• _Records for this exercise_
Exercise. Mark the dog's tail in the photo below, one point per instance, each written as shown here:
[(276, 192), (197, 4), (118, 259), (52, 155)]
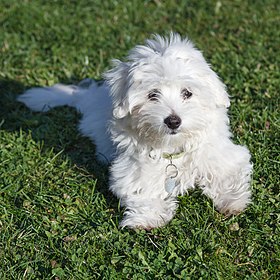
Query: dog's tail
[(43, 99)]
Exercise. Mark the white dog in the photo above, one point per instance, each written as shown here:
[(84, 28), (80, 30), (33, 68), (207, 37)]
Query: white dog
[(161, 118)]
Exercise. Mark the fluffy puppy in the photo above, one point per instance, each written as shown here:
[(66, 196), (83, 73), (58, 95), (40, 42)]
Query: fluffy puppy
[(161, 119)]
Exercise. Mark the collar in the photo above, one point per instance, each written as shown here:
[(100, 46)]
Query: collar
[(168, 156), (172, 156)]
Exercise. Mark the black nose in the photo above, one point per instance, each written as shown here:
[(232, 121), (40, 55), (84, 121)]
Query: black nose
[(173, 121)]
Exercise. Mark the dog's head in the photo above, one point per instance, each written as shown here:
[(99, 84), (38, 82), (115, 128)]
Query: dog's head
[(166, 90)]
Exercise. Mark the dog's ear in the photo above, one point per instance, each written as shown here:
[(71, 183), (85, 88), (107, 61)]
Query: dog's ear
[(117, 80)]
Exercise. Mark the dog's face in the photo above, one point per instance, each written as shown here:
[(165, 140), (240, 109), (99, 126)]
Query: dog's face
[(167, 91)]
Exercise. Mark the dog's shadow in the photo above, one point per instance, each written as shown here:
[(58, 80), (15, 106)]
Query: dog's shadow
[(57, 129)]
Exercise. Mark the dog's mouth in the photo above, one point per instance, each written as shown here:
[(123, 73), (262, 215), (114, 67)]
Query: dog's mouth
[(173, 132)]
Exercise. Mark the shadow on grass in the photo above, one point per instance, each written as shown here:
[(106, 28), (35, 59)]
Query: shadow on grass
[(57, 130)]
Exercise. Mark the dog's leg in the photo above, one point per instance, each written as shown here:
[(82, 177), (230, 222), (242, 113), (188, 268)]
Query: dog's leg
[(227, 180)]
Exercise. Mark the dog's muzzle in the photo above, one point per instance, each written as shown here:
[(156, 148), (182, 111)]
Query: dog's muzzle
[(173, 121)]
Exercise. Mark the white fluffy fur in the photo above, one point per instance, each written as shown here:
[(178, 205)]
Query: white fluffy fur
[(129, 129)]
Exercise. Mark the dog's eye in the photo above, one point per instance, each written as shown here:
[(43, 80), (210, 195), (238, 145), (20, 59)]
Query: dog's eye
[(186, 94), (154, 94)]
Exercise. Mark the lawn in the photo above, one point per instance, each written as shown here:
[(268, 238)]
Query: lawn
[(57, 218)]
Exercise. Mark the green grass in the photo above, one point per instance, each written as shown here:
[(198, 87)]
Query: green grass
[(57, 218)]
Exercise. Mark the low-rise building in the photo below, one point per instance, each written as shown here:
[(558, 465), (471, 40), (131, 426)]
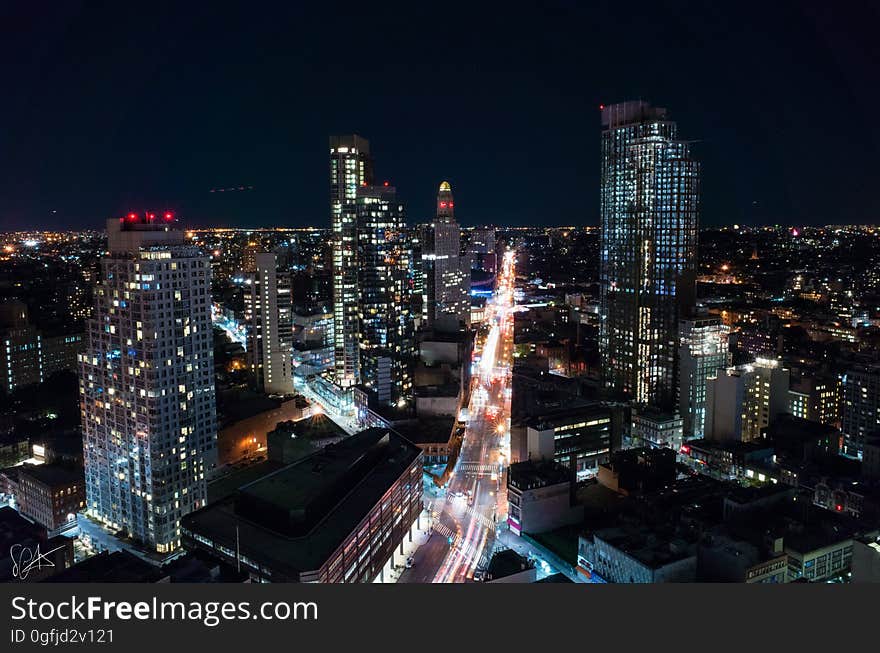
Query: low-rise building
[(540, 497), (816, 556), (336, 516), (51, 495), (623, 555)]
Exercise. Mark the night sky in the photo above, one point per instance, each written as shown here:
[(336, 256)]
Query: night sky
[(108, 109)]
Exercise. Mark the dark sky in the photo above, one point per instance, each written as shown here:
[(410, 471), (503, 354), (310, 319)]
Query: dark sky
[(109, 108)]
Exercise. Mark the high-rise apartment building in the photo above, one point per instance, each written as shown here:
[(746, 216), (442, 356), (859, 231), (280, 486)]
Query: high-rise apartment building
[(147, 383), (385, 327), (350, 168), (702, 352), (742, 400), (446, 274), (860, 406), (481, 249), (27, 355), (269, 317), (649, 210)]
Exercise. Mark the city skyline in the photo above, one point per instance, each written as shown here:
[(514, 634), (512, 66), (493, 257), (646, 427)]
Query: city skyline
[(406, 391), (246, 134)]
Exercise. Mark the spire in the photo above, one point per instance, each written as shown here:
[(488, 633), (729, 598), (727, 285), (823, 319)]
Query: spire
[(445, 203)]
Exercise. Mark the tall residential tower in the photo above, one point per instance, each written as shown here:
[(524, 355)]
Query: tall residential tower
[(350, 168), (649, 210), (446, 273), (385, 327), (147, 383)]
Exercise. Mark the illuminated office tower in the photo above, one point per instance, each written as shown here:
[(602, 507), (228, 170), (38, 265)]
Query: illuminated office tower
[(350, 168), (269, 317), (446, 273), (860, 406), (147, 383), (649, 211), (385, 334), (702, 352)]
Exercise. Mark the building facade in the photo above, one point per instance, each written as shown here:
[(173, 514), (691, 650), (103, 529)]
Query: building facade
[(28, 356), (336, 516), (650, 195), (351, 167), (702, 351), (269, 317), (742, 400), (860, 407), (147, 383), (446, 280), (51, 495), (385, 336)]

• _Set problem_
All the records above need to be given again word for word. Skip the pictures.

• _Result of this exercise_
Exercise. Mark the dog's tail in the photo below, one point per instance, each written as shown here:
[(276, 192), (197, 4), (118, 259), (52, 155)]
Query: dog's tail
[(43, 99)]
Exercise. Mark the white dog in the photo above, one point per instance, each written as shown here:
[(84, 28), (80, 30), (33, 68), (207, 37)]
Query: white dog
[(161, 118)]
Exercise. Mark the fluffy puppy in the photo above, one point per instance, each written as shown here:
[(66, 196), (83, 73), (58, 95), (40, 42)]
Query: fluffy puppy
[(161, 119)]
Exercise. Mark the collar in the photo above, one point per instance, each written as shown here:
[(100, 46)]
Query: collar
[(168, 156), (172, 156)]
Exercise. Mark the black nose in the photo above, one point per instance, each written as shown here:
[(232, 121), (40, 55), (84, 121)]
Query: black nose
[(173, 121)]
Exercise. Mark the dog's head in the photo above, one point per instance, each written as shown here:
[(99, 84), (38, 82), (115, 128)]
Query: dog's head
[(166, 90)]
Exercise. Mark the dog's ear in the photo above, one point per instance, each written as shown here:
[(71, 183), (85, 88), (107, 61)]
Query: dog's ear
[(117, 80)]
Exercise. Mark the dog's face in the photo above, one point per instance, each written as shown here:
[(165, 140), (240, 109), (99, 126)]
Query: dog's face
[(167, 91)]
Exercise. Mark the dog's shadow in the photo above, one point per instance, each written as shown here:
[(58, 80), (15, 106)]
Query: dog's shadow
[(57, 129)]
Exercise. Mark the dog's mouth in the photo above, one point per instance, each written as shown here:
[(123, 73), (262, 215), (114, 67)]
Query: dog's mouth
[(173, 132)]
Exercise. Mark the shadow on grass in the photo above, one point per instance, each written as shown here:
[(106, 28), (35, 59)]
Query: shadow on grass
[(57, 130)]
Exercise. Mark the dog's leg in the photo above, one point per instance, each written as shown here:
[(82, 177), (230, 222), (242, 113), (188, 268)]
Query: dog's leg
[(227, 180)]
Exercise. Mark the dog's muzzle in the photo above, one point per instance, each written as shown here:
[(156, 148), (182, 111)]
Query: dog's muzzle
[(173, 121)]
Exercise. Mark the white fluffy fur in the photo above, one point per instance, each written as shown here:
[(178, 205)]
Query: white fluffy fur
[(129, 129)]
Exercise. Mark the dog's eye in the photo above, one point per instance, each written as shown here:
[(43, 80), (210, 195), (238, 145), (20, 59)]
Query: dog's eye
[(186, 94), (154, 94)]
Exercise. Mark the lawn in the photo above, one point per instance, each written as shown here:
[(268, 238)]
Query: lawn
[(57, 218)]
Exercise. Mark the green grass in the photo above, one point per instance, each written as shown here:
[(198, 87)]
Query: green grass
[(57, 218)]
Exercise. Mark the low-rise building in the photo below, one point per instance, each written as shown here:
[(558, 465), (471, 40), (131, 426)]
Query: low-rise building
[(540, 497), (816, 556), (336, 516), (51, 495), (623, 555)]
Exercise. Mark the night sky in the photo above, one point per instance, each written as shown here:
[(336, 256)]
Query: night sky
[(108, 109)]
Exercise. Mark the dark sky in the photo above, one point per instance, each written as shown here:
[(410, 471), (503, 354), (310, 319)]
Query: dark sky
[(109, 108)]
Exercise. Mark the high-rise apartment building in the photo above, one point per instance, each written as shown here:
[(746, 216), (442, 356), (859, 231), (280, 486)]
Query: high-rise apartment building
[(147, 383), (385, 327), (350, 168), (702, 352), (742, 400), (446, 274), (860, 406), (481, 249), (27, 355), (269, 317), (649, 210)]
Exercise. Mark the city skyline in the photo above, one point per instance, each written as shown here:
[(514, 634), (512, 66), (493, 257), (646, 427)]
Query: city skyline
[(406, 391), (246, 134)]
Exercise. Mark the spire in the photo above, one point per instance, each written as shown here:
[(488, 633), (729, 598), (727, 285), (823, 319)]
Query: spire
[(445, 203)]
Exercise. Mark the tall residential tower in the photo above, one point per instance, each written as shown here:
[(524, 355)]
Query: tall residential tower
[(350, 168), (649, 210), (446, 273), (385, 327), (147, 383)]
Exercise. Mark the illuminated office tower in the photo above, one point per instance, each written as shown here:
[(602, 507), (228, 170), (38, 265)]
Query: illuminated office tower
[(350, 168), (269, 317), (446, 273), (860, 406), (147, 383), (649, 211), (385, 334), (702, 352)]
Exercise. Mark the building facade in the photo above, one point per instance, each written as shown here:
[(173, 514), (691, 650), (103, 529)]
Query: building facade
[(28, 356), (336, 516), (650, 195), (351, 167), (702, 351), (269, 317), (742, 400), (860, 407), (147, 383), (446, 280), (51, 495), (385, 336)]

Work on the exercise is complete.